Objective: Can you recast the entries, from the line containing "car door, each" through the end of the entries, inclusive, as a Markdown table with the columns Row and Line, leaving out blank lines?
— start Excerpted records —
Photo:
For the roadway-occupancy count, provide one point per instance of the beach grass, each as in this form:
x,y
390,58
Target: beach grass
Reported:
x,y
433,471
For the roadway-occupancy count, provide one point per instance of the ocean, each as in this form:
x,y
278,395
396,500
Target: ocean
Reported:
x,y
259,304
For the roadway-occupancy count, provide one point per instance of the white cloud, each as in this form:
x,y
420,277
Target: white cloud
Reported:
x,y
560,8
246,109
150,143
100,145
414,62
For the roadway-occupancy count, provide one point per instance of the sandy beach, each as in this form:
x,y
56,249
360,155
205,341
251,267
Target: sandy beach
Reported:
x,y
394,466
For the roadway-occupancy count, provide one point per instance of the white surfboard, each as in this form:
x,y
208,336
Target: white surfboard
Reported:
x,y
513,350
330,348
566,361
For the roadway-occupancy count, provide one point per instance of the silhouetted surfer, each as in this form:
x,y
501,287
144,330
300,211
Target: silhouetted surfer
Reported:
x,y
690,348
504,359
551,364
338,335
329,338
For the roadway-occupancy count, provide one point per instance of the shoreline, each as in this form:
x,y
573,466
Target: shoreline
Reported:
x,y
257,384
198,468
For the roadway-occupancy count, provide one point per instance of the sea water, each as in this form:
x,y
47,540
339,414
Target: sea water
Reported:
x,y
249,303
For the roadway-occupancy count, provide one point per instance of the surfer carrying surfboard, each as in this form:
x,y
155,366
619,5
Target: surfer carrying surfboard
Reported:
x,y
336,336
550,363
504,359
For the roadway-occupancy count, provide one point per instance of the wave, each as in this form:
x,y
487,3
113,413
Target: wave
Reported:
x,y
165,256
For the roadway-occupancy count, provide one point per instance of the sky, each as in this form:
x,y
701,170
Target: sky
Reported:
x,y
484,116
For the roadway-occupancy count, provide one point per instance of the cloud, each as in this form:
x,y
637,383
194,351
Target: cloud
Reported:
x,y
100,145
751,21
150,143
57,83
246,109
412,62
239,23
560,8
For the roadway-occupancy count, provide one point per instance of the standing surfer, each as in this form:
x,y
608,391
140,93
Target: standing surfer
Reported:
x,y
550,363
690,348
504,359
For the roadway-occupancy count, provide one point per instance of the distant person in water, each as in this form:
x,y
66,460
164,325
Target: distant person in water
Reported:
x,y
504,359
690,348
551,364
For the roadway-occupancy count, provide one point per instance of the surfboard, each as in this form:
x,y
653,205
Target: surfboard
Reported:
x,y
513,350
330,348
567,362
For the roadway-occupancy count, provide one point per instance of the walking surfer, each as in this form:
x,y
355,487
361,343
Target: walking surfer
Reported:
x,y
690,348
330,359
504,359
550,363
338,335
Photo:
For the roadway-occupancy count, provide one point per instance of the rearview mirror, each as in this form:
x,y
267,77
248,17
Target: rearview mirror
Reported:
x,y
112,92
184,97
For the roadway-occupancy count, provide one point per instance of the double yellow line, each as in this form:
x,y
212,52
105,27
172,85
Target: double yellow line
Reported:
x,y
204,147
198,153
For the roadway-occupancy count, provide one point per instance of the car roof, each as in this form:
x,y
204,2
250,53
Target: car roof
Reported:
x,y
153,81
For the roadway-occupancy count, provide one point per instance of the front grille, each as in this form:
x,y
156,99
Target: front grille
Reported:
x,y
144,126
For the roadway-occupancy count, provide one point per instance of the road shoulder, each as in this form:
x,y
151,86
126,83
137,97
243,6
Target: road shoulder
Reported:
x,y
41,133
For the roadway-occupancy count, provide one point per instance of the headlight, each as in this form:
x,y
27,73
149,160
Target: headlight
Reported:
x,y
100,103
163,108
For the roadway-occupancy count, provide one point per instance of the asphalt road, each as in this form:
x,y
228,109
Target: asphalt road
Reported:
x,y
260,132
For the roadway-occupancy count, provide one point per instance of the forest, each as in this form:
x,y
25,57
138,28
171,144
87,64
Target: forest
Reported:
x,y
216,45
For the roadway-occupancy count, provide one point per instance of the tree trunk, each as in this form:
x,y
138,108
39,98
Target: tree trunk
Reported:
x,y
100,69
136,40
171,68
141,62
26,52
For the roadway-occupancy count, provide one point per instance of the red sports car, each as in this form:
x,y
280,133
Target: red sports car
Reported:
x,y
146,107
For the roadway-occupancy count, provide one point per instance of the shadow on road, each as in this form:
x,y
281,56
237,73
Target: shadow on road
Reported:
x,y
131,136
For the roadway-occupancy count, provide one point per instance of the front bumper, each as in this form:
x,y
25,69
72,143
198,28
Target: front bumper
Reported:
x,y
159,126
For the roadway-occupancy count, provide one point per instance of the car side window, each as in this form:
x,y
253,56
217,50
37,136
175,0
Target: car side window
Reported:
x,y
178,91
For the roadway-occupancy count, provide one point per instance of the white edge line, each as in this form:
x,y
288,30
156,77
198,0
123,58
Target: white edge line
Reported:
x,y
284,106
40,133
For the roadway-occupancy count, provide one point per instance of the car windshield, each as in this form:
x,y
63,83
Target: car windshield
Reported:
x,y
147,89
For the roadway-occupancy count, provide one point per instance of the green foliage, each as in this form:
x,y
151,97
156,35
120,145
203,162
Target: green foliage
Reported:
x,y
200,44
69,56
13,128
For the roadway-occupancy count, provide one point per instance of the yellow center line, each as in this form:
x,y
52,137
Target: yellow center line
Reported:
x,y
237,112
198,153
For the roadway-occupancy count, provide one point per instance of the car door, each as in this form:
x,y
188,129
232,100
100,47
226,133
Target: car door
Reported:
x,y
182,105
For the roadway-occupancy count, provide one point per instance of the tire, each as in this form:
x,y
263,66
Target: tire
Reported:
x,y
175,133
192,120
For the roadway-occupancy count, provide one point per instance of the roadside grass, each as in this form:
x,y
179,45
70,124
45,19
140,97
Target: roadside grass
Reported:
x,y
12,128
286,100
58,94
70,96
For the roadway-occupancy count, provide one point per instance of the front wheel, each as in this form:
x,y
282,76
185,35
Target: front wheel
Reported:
— end Excerpted records —
Written response:
| Row | Line |
|---|---|
| 1 | For the roadway-occupancy count, provide one point per instance of the car door, each as in this form: |
| 2 | x,y |
| 3 | 188,129 |
| 4 | 232,100 |
| 5 | 100,47 |
| 6 | 226,133 |
| 7 | Target: car door |
| 8 | Reported: |
| 9 | x,y |
| 10 | 182,105 |
| 11 | For the roadway-occupancy count, provide one point per instance of the tire, each as in this form: |
| 12 | x,y |
| 13 | 263,66 |
| 14 | Target: tire |
| 15 | Reported: |
| 16 | x,y |
| 17 | 175,133 |
| 18 | 192,120 |
| 19 | For the roadway-occupancy count, provide one point per instance of the roadside grass, each as in this form: |
| 20 | x,y |
| 21 | 179,45 |
| 22 | 70,124 |
| 23 | 45,19 |
| 24 | 140,97 |
| 25 | Target: roadside grass |
| 26 | Reported: |
| 27 | x,y |
| 28 | 12,128 |
| 29 | 286,100 |
| 30 | 58,94 |
| 31 | 70,96 |
| 32 | For the roadway-occupancy count, provide one point per instance of the front wheel, each as in this form: |
| 33 | x,y |
| 34 | 282,76 |
| 35 | 185,35 |
| 36 | Target: front wheel |
| 37 | Reported: |